**Written instruction**:
Please write out everything from the start of the material down to and including the line containing "xmin=303 ymin=178 xmax=433 ymax=331", leaving out the pictures.
— Begin Entries shown —
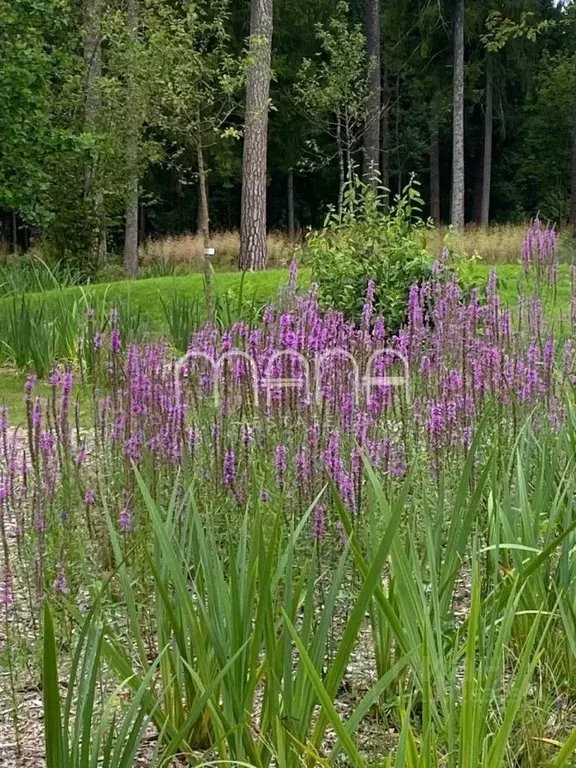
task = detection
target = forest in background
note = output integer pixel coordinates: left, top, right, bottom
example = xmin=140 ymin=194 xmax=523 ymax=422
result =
xmin=0 ymin=0 xmax=576 ymax=275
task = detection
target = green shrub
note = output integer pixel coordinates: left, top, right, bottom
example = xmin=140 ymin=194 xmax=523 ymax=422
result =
xmin=303 ymin=178 xmax=433 ymax=331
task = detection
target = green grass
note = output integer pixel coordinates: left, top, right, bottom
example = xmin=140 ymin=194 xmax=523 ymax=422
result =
xmin=0 ymin=262 xmax=571 ymax=424
xmin=0 ymin=263 xmax=571 ymax=338
xmin=0 ymin=269 xmax=296 ymax=332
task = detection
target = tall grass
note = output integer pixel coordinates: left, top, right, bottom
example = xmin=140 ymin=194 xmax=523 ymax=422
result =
xmin=140 ymin=231 xmax=294 ymax=276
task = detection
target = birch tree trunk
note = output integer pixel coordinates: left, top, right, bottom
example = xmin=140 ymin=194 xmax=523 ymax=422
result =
xmin=450 ymin=0 xmax=465 ymax=229
xmin=364 ymin=0 xmax=381 ymax=189
xmin=82 ymin=0 xmax=107 ymax=266
xmin=124 ymin=0 xmax=140 ymax=278
xmin=238 ymin=0 xmax=272 ymax=270
xmin=480 ymin=52 xmax=494 ymax=227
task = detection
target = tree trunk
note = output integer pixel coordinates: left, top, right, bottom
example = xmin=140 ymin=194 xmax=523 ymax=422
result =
xmin=380 ymin=66 xmax=390 ymax=210
xmin=364 ymin=0 xmax=381 ymax=189
xmin=83 ymin=0 xmax=107 ymax=266
xmin=450 ymin=0 xmax=465 ymax=229
xmin=570 ymin=97 xmax=576 ymax=237
xmin=394 ymin=77 xmax=404 ymax=195
xmin=196 ymin=144 xmax=214 ymax=321
xmin=480 ymin=52 xmax=494 ymax=227
xmin=238 ymin=0 xmax=272 ymax=269
xmin=12 ymin=211 xmax=18 ymax=253
xmin=138 ymin=203 xmax=146 ymax=244
xmin=196 ymin=146 xmax=210 ymax=237
xmin=430 ymin=114 xmax=440 ymax=227
xmin=286 ymin=168 xmax=296 ymax=240
xmin=336 ymin=109 xmax=346 ymax=212
xmin=124 ymin=0 xmax=140 ymax=278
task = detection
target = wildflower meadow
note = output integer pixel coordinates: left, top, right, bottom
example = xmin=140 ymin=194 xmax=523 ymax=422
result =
xmin=0 ymin=221 xmax=576 ymax=768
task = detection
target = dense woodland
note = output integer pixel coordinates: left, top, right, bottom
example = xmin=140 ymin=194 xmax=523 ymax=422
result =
xmin=0 ymin=0 xmax=576 ymax=276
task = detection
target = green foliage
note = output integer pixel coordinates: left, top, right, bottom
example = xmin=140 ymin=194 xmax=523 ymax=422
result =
xmin=302 ymin=178 xmax=433 ymax=331
xmin=42 ymin=602 xmax=157 ymax=768
xmin=160 ymin=293 xmax=201 ymax=354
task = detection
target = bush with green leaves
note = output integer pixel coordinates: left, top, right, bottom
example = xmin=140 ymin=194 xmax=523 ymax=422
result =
xmin=303 ymin=177 xmax=434 ymax=331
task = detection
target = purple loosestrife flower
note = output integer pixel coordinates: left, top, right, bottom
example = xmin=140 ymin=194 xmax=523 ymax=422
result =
xmin=288 ymin=258 xmax=298 ymax=296
xmin=188 ymin=424 xmax=200 ymax=450
xmin=52 ymin=559 xmax=70 ymax=595
xmin=242 ymin=423 xmax=254 ymax=448
xmin=312 ymin=504 xmax=326 ymax=541
xmin=24 ymin=373 xmax=36 ymax=403
xmin=40 ymin=432 xmax=54 ymax=456
xmin=275 ymin=445 xmax=286 ymax=489
xmin=362 ymin=280 xmax=376 ymax=329
xmin=224 ymin=448 xmax=236 ymax=488
xmin=62 ymin=371 xmax=74 ymax=395
xmin=118 ymin=507 xmax=132 ymax=533
xmin=110 ymin=328 xmax=122 ymax=355
xmin=48 ymin=371 xmax=60 ymax=387
xmin=84 ymin=488 xmax=96 ymax=507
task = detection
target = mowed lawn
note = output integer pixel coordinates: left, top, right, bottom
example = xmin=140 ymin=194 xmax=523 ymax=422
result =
xmin=0 ymin=262 xmax=572 ymax=424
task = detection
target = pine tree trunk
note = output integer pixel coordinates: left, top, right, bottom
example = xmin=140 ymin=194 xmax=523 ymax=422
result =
xmin=430 ymin=114 xmax=440 ymax=227
xmin=380 ymin=66 xmax=390 ymax=210
xmin=286 ymin=168 xmax=296 ymax=240
xmin=364 ymin=0 xmax=381 ymax=189
xmin=480 ymin=53 xmax=494 ymax=227
xmin=83 ymin=0 xmax=107 ymax=266
xmin=124 ymin=0 xmax=140 ymax=278
xmin=238 ymin=0 xmax=272 ymax=270
xmin=570 ymin=98 xmax=576 ymax=237
xmin=450 ymin=0 xmax=465 ymax=229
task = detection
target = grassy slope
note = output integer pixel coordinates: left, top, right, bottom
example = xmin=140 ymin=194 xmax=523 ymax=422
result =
xmin=0 ymin=269 xmax=292 ymax=332
xmin=0 ymin=262 xmax=571 ymax=328
xmin=0 ymin=262 xmax=571 ymax=423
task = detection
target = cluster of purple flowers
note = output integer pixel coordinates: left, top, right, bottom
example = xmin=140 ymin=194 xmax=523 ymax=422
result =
xmin=0 ymin=237 xmax=576 ymax=604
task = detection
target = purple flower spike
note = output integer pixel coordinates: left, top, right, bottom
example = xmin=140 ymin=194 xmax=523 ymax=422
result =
xmin=276 ymin=445 xmax=286 ymax=488
xmin=84 ymin=488 xmax=96 ymax=507
xmin=119 ymin=507 xmax=132 ymax=533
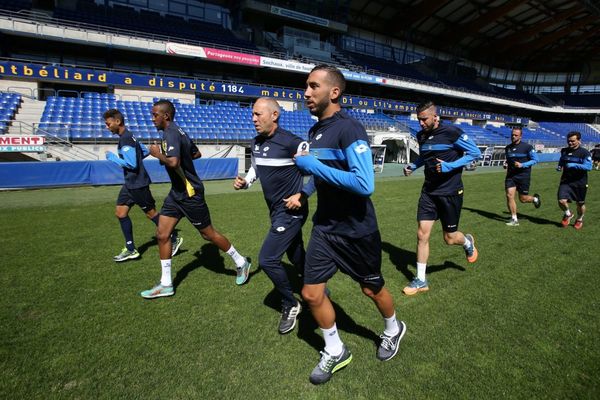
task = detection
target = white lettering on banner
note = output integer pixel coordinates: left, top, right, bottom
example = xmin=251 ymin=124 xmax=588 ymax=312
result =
xmin=0 ymin=146 xmax=46 ymax=153
xmin=0 ymin=135 xmax=46 ymax=146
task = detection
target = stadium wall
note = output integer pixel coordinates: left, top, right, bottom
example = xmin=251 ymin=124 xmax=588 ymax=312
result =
xmin=0 ymin=158 xmax=238 ymax=189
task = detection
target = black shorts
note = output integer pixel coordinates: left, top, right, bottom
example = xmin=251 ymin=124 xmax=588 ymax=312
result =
xmin=558 ymin=183 xmax=588 ymax=204
xmin=504 ymin=175 xmax=531 ymax=194
xmin=160 ymin=193 xmax=211 ymax=230
xmin=304 ymin=228 xmax=385 ymax=290
xmin=117 ymin=185 xmax=156 ymax=212
xmin=417 ymin=190 xmax=463 ymax=232
xmin=258 ymin=213 xmax=307 ymax=268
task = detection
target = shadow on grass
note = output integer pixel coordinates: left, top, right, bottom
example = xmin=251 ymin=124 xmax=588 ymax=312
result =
xmin=381 ymin=242 xmax=417 ymax=280
xmin=263 ymin=263 xmax=379 ymax=351
xmin=173 ymin=243 xmax=258 ymax=288
xmin=137 ymin=229 xmax=187 ymax=256
xmin=297 ymin=298 xmax=380 ymax=351
xmin=463 ymin=207 xmax=562 ymax=228
xmin=381 ymin=242 xmax=466 ymax=282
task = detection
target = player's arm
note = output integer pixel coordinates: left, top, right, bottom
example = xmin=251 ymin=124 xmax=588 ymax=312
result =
xmin=566 ymin=156 xmax=592 ymax=171
xmin=440 ymin=134 xmax=481 ymax=173
xmin=106 ymin=146 xmax=137 ymax=169
xmin=140 ymin=142 xmax=150 ymax=158
xmin=521 ymin=149 xmax=539 ymax=168
xmin=233 ymin=155 xmax=258 ymax=190
xmin=295 ymin=139 xmax=375 ymax=196
xmin=149 ymin=138 xmax=180 ymax=168
xmin=190 ymin=139 xmax=202 ymax=160
xmin=404 ymin=156 xmax=425 ymax=175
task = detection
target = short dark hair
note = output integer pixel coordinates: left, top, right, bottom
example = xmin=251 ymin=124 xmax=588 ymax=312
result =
xmin=310 ymin=64 xmax=346 ymax=93
xmin=417 ymin=100 xmax=435 ymax=114
xmin=102 ymin=108 xmax=125 ymax=125
xmin=567 ymin=131 xmax=581 ymax=140
xmin=154 ymin=99 xmax=175 ymax=121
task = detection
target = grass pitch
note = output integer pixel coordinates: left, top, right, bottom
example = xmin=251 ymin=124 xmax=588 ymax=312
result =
xmin=0 ymin=165 xmax=600 ymax=399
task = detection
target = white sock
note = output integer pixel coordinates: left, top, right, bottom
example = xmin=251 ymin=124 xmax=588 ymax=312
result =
xmin=321 ymin=323 xmax=344 ymax=356
xmin=463 ymin=235 xmax=471 ymax=249
xmin=417 ymin=263 xmax=427 ymax=282
xmin=227 ymin=245 xmax=246 ymax=268
xmin=160 ymin=259 xmax=173 ymax=286
xmin=383 ymin=313 xmax=400 ymax=336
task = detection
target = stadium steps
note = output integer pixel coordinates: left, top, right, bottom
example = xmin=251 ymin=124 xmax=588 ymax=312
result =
xmin=8 ymin=96 xmax=46 ymax=135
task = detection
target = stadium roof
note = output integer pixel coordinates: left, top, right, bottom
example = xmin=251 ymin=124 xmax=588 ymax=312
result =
xmin=340 ymin=0 xmax=600 ymax=72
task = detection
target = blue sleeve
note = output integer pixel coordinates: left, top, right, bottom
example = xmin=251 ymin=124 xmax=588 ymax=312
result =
xmin=567 ymin=156 xmax=592 ymax=171
xmin=296 ymin=140 xmax=375 ymax=196
xmin=442 ymin=135 xmax=481 ymax=172
xmin=106 ymin=151 xmax=127 ymax=168
xmin=301 ymin=175 xmax=317 ymax=197
xmin=408 ymin=157 xmax=425 ymax=171
xmin=521 ymin=149 xmax=538 ymax=168
xmin=140 ymin=143 xmax=150 ymax=158
xmin=120 ymin=146 xmax=137 ymax=169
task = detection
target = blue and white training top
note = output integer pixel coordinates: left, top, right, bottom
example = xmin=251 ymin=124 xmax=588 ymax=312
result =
xmin=504 ymin=142 xmax=538 ymax=177
xmin=296 ymin=111 xmax=379 ymax=238
xmin=161 ymin=122 xmax=204 ymax=200
xmin=411 ymin=124 xmax=481 ymax=196
xmin=245 ymin=127 xmax=312 ymax=218
xmin=558 ymin=146 xmax=592 ymax=186
xmin=106 ymin=129 xmax=152 ymax=189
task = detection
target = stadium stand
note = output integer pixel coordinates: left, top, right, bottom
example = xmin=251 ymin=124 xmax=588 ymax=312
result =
xmin=0 ymin=92 xmax=21 ymax=134
xmin=54 ymin=1 xmax=256 ymax=50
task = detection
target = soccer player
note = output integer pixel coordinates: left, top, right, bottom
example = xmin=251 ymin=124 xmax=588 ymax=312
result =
— End Entries shown —
**Result of the exercise**:
task = detection
target = forest in background
note = output integer pixel coordinates: left, top, right, bottom
example = xmin=140 ymin=194 xmax=523 ymax=422
result =
xmin=0 ymin=0 xmax=576 ymax=275
task = detection
target = green shrub
note = output integer pixel coordinates: left, top, right, bottom
example = xmin=140 ymin=194 xmax=523 ymax=422
result =
xmin=303 ymin=178 xmax=433 ymax=331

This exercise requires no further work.